§ Requirements
In the forum thread about the Utah Marsh Hunters, what reason does Fowlmouth give for no longer supporting any of the groups? Answer in one to three sentences.

§ Supplied text
*-*-*

# What is "Utah Marsh Hunter"



## Josh Noble (Jul 29, 2008)

I was lucky enough to attend the Delta Waterfowl Banquet this past week and noticed a new group named the "Utah Marsh Hunters". I should have went over and inquired about their group but didn't have time and honestly forgot. I picked up a couple of their stickers which are right by my desk which lead to this post. What and who are they? Anyone know?
Josh


----------



## Fowlmouth (Oct 4, 2008)

Josh Noble said:


> I was lucky enough to attend the Delta Waterfowl Banquet this past week and noticed a new group named the "Utah Marsh Hunters". I should have went over and inquired about their group but didn't have time and honestly forgot. I picked up a couple of their stickers which are right by my desk which lead to this post. What and who are they? Anyone know?
> Josh


 I just thought it was another one of those Facebook groups where somebody was bored one night and started a page.:? I don't know, hell I can't keep up with all these groups. I really wish Utah waterfowlers could all get on board and support one group that has a common interest in protecting waterfowl, wetlands and conservation. Good luck with that I know. With all these different groups out there, it seems it is just turning into "us against them" attitude. I'm to the point I don't support any of them.


----------



## JuniorPre 360 (Feb 22, 2012)

Fowmouth, today I've seen it's becomming more about recognition and bling. It's about dark hoodies and bands. Some of the best groups I've had the privilege of working with are the volunteers at the BRBR, Wild Over Wood Ducks (it's been a while but I'm sure they're still awesome), and some of the local guys throwing stuff together to better water situations. Go over to the BRBR facebook page and you'll meet some of the most humble volunteers and workers that actually do a lot that goes unrecognized unless you "like" their page. Most of them aren't even hunters. These are the groups I wish we had more of.

I forgot to say, you make a good point about all being on board together.


----------



## dkhntrdstn (Sep 7, 2007)

Josh they want to make duck hunting easier. They have a bunch of great ideas. They are working on a duck call and they want to get the youth or any body else out duck hunting. if you want more info send mattew Stockebrand on my facebook and he will tell you what they are all about. he a great guy and will take any info you give him.


----------



## Greenhead_Slayer (Oct 16, 2007)

*-*-*

§ Data segment
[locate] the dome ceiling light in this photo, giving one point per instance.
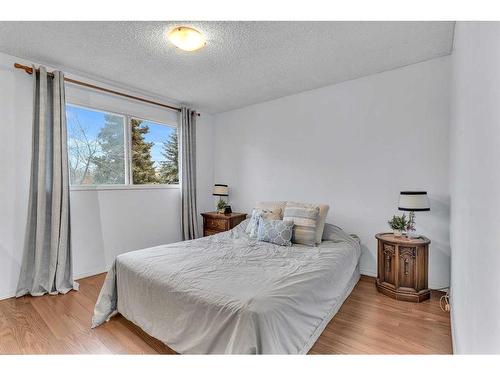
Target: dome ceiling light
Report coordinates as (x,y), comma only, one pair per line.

*-*-*

§ The reply
Fowlmouth says that with so many different groups, things seem to be turning into an "us against them" attitude. He wishes Utah waterfowlers would instead support one group with a common interest in protecting waterfowl, wetlands and conservation.